[Saved entries]
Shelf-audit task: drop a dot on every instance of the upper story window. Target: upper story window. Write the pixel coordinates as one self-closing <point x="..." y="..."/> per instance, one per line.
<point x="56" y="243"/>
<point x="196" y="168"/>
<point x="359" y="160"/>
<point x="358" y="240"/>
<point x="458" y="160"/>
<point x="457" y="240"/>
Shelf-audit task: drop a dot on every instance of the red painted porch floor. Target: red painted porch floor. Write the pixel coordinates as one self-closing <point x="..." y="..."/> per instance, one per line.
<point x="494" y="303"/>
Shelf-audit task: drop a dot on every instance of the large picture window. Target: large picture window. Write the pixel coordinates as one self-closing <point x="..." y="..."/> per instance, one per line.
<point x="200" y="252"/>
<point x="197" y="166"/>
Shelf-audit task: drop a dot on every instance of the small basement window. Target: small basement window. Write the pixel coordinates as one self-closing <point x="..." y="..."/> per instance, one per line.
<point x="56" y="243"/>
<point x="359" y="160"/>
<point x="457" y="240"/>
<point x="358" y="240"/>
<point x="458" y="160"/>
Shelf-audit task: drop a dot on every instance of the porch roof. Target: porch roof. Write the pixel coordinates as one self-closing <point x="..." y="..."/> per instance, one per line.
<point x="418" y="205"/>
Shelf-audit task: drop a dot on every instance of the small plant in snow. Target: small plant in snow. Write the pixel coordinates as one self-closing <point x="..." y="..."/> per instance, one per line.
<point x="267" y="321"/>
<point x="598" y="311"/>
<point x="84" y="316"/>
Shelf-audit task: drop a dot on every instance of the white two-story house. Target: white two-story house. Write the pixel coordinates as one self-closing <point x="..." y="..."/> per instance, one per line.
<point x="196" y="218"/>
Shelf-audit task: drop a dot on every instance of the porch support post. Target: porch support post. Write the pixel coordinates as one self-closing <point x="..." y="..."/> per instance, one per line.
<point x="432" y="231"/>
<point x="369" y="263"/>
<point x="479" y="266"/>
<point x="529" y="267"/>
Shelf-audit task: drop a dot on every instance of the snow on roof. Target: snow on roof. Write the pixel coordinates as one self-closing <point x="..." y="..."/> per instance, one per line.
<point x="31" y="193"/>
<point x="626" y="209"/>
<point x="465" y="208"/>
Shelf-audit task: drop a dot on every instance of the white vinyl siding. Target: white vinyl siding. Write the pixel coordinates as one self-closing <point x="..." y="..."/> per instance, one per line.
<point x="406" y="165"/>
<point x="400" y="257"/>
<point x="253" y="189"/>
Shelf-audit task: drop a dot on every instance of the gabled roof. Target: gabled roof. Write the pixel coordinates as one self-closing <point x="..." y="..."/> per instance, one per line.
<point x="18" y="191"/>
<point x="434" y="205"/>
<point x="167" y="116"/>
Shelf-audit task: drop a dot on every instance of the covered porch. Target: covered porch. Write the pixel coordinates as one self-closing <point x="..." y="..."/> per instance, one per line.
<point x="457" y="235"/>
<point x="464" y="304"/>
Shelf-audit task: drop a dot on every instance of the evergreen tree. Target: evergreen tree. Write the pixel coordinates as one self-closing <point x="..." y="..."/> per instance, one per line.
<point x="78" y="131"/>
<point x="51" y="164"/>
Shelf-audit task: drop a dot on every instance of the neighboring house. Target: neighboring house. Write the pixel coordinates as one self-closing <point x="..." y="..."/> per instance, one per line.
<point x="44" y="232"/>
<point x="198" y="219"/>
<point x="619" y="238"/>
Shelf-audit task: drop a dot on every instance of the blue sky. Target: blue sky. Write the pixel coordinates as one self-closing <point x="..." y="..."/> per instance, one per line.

### To do
Write each entry out again. Do not change a word.

### Exercise answer
Shelf-audit task: drop a dot on every instance of the upper story window. Target: upper story window. Write the pixel coordinates as one self-closing <point x="..." y="..."/> per instance, one per line.
<point x="56" y="243"/>
<point x="196" y="168"/>
<point x="359" y="160"/>
<point x="358" y="240"/>
<point x="458" y="160"/>
<point x="457" y="240"/>
Shelf-audit task: drop a dot on every instance of the red painted porch floor. Target: red painted porch floor. Write the pixel coordinates as one self-closing <point x="..." y="..."/> per instance, one per line.
<point x="494" y="303"/>
Shelf-audit task: drop a dot on every instance of the large picture window. Target: large picture window. Write the pixel coordinates as one self-closing <point x="..." y="..."/> per instance, one per line.
<point x="200" y="252"/>
<point x="197" y="166"/>
Shelf-audit task: drop a dot on every instance of the small basement window. Target: small basement window. Write the pixel coordinates as one self-closing <point x="..." y="..."/> per instance, one per line.
<point x="56" y="243"/>
<point x="359" y="160"/>
<point x="457" y="240"/>
<point x="358" y="240"/>
<point x="458" y="160"/>
Shelf-audit task: drop a dot on every instance of the porch roof. Target: porch roof. Write the pixel coordinates as one self-closing <point x="..." y="..."/> per instance, one per line.
<point x="418" y="205"/>
Shelf-audit task: drop a dot on every instance of the small plant in snow. Target: small plant in snow. Write the pixel coordinates as one self-closing <point x="..." y="..."/> per instance, one per line.
<point x="267" y="321"/>
<point x="598" y="311"/>
<point x="84" y="316"/>
Shelf-audit task: drop a dot on every instance of the white two-story house. Target: white two-story house. Write the pixel coordinates as one self-closing <point x="..." y="..."/> per instance, one per line.
<point x="196" y="218"/>
Shelf-audit task: drop a dot on every instance of the porch support post. Target: porch support post. Write the pixel coordinates as one self-closing <point x="..." y="..."/> per instance, one per line.
<point x="432" y="231"/>
<point x="369" y="263"/>
<point x="479" y="266"/>
<point x="529" y="267"/>
Shelf-audit task: drop a dot on every instance of the snow on roof. Target: snow on roof. Write the pixel coordinates as one self-closing <point x="..." y="..."/> per instance, one per line.
<point x="31" y="193"/>
<point x="626" y="209"/>
<point x="465" y="208"/>
Shelf-audit task: drop a dot on every instance of the white vinyl siding. Target: white vinyl siding. Write the pixel coordinates as one self-closing <point x="..." y="..."/> per instance, one per line.
<point x="406" y="165"/>
<point x="400" y="257"/>
<point x="253" y="189"/>
Shelf-audit task: drop a dot on every instance of the gabled roof. Target: gabled roof. Write the pixel coordinates as one self-closing <point x="..." y="..."/> per instance, one per line.
<point x="18" y="191"/>
<point x="434" y="205"/>
<point x="167" y="116"/>
Shelf-audit task: drop a dot on every instance of the covered porch. Target: covered porch. Write the pixel coordinates as one self-closing <point x="..." y="..."/> per instance, one per line.
<point x="457" y="235"/>
<point x="464" y="304"/>
Shelf-audit task: drop a dot on every instance of the evergreen tree. Target: evergreen tree. Write the pixel coordinates as one self-closing <point x="..." y="..."/> per instance, one per line.
<point x="78" y="131"/>
<point x="51" y="164"/>
Shelf-audit task: drop a dot on every instance of the neighboring house. Target: neighboring house. Write the pixel coordinates as one self-closing <point x="..." y="..."/> per instance, one per line.
<point x="44" y="232"/>
<point x="198" y="219"/>
<point x="619" y="238"/>
Shelf-audit task: drop a dot on every instance of the blue sky. Target: blue sky. Write the pixel coordinates as one self-closing <point x="..." y="..."/> per instance, one per line.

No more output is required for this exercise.